February 6, 2014

Presumption of Innocence


On Monday, I had jury duty.

Jury duty is a pain the ass. It's a hassle, it takes all freakin' day, and if you're unlucky a lot longer.

Also, if you're really unlucky, it will give you a lifetime of nightmares.

I've never served on a jury. Every time I get called for jury duty, I spend all day in silence as judges and lawyers question potential jurors about their ability to rule on the case.

The cases are always horrific when I get summonsed. Last time, it was a death penalty murder trial. I wasn't anxious to go back on Monday and find out what new horrors were in store.

I sat in the courtroom as the judge announced what the charges were, and told us we'd all be sworn in to answer about being on the jury.

The charges?

"The defendant is charged with sexual assault by a legal adult (my stomach lurched as I glanced at the defendant, who was probably pushing forty) of a minor child."

The floor fell out from under me.

I looked at him, and tried to feel nothing. After all, it might be my job to presume he was innocent until proven guilty. I couldn't let myself think he'd actually done it.

The judge went on to explain the crime, which was committed four years ago. The victim was now ten or eleven years old.

When this man allegedly raped her (which the judge clarified as penetration of the vagina by the penis), she was barely older than my daughters.

I shook that thought off, too. Because I had to be impartial, right?

Out of the sixty some potential jurors there, thirty were called up to answer questions. I was second to last.

Being second to last, I got to listen to all the potential jurors before me answer their questions.

Before entering the courtroom, we'd all had to fill out a form. Included on this form was the question, "Have you ever been the victim of a crime?"

I had checked yes.

When the judge asked each individual juror about their "yes" answers, most declined. Approximately a third of the women, and two of the men, requested to speak about the matter privately. My mouth dried out. There are only a handful of crimes that, if committed against you, fill you with the kind of shame and guilt that makes it impossible to speak publicly. Not at all like the answers, "I was carjacked," or "I was mugged," or "It was a home invasion and burglary."

No, when you've been the victim of a crime, and you don't want anybody to know about it, that means that being a victim of that particular crime is shameful.

As person after person requested to answer the question privately, I got angrier, and more determined.

Finally, it was my turn. I smiled at the judge, wiping my sweaty palms on my knees and trying to keep my heart from pounding out of my chest.

REQUIREMENT A -> In the records, edit the part that opens with the line containing "of the house" and closes with the line containing "Target: house window" by putting "farmhouse window" wherever "house window" appears, and give back only those lines with nothing else changed.

DATA SECTION ->
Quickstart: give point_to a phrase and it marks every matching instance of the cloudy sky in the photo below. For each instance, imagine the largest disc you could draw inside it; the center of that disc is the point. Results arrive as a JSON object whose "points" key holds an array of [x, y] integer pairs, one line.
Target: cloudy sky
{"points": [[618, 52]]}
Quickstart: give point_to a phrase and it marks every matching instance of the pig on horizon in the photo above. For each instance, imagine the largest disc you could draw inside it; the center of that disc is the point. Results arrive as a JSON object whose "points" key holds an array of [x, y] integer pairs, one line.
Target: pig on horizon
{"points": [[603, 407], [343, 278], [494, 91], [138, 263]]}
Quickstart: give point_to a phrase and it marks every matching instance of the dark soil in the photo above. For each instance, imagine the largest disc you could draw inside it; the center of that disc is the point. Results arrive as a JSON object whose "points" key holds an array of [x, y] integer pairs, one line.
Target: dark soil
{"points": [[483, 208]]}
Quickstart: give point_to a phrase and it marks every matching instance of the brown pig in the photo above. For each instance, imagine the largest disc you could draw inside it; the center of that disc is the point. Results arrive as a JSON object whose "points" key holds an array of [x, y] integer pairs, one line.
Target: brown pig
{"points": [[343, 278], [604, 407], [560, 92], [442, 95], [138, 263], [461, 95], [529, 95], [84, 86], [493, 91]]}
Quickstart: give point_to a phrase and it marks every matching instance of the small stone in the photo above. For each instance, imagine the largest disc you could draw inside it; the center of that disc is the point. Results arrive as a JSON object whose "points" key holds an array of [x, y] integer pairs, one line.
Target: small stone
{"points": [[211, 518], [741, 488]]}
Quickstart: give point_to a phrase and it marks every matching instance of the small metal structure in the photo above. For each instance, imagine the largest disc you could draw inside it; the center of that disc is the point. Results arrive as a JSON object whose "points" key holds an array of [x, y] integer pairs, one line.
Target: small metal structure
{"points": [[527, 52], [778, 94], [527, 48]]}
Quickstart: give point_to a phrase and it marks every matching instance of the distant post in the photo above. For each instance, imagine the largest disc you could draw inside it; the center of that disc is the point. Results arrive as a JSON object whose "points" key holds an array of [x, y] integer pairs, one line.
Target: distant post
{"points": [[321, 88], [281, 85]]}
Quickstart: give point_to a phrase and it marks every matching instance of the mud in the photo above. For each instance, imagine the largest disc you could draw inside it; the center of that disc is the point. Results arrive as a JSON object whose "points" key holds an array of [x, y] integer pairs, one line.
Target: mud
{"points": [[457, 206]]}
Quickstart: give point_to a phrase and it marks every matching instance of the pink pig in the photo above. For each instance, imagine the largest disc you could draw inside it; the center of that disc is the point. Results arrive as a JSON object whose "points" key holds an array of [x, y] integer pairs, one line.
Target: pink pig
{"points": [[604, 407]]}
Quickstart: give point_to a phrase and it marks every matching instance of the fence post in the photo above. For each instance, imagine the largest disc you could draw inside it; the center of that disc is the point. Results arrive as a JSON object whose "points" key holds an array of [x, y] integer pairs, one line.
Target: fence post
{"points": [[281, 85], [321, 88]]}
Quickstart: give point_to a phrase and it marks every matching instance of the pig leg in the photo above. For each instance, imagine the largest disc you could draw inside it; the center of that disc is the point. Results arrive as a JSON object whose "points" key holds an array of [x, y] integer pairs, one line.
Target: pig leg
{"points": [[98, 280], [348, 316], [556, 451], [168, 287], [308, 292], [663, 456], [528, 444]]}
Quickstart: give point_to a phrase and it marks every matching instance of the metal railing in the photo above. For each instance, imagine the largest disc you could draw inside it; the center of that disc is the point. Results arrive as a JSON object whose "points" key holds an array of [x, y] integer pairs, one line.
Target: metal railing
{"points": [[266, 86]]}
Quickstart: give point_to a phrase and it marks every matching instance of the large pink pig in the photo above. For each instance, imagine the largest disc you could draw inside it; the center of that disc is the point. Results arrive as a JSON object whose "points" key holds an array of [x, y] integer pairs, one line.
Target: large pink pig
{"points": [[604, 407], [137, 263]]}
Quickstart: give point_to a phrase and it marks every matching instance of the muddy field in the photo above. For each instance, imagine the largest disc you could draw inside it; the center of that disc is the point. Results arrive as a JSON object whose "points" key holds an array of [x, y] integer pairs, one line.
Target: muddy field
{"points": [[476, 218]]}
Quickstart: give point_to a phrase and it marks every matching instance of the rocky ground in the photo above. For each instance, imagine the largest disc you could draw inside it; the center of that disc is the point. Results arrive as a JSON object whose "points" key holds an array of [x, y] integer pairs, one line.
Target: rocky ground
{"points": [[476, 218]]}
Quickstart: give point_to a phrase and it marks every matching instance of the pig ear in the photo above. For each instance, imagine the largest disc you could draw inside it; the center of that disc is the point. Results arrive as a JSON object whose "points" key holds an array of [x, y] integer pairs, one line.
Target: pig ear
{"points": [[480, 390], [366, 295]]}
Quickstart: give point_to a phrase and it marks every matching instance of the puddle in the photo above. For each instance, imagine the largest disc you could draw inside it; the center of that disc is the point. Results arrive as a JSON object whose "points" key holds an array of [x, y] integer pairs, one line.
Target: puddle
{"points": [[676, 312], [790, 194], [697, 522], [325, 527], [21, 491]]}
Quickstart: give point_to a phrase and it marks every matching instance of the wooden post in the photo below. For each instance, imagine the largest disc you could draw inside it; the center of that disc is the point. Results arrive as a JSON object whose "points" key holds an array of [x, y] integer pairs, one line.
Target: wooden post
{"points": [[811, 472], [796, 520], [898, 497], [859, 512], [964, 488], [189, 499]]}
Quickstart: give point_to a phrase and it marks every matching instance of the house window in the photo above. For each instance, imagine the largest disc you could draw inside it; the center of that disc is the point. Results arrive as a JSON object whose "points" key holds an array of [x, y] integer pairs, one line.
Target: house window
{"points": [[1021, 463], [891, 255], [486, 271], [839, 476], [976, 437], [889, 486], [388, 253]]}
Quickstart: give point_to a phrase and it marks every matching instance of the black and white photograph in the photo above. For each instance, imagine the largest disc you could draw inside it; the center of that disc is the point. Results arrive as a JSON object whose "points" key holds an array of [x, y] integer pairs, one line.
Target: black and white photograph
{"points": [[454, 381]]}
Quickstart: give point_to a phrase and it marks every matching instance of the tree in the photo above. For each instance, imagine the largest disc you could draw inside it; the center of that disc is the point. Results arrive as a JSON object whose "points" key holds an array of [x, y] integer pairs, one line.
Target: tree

REQUIREMENT B -> Write out, word for word, the part of the jury duty essay that opens with the words containing "When this man" and closes with "second to last.".

RIGHT ANSWER A ->
Quickstart: give point_to a phrase and it marks every matching instance of the farmhouse window in the photo above. For each instance, imagine the largest disc you could draw inside it; the center of that disc is the point. Results arrive as a JSON object whose "points" key holds an array of [x, y] integer pairs, one line.
Target: farmhouse window

RIGHT ANSWER B ->
When this man allegedly raped her (which the judge clarified as penetration of the vagina by the penis), she was barely older than my daughters.

I shook that thought off, too. Because I had to be impartial, right?

Out of the sixty some potential jurors there, thirty were called up to answer questions. I was second to last.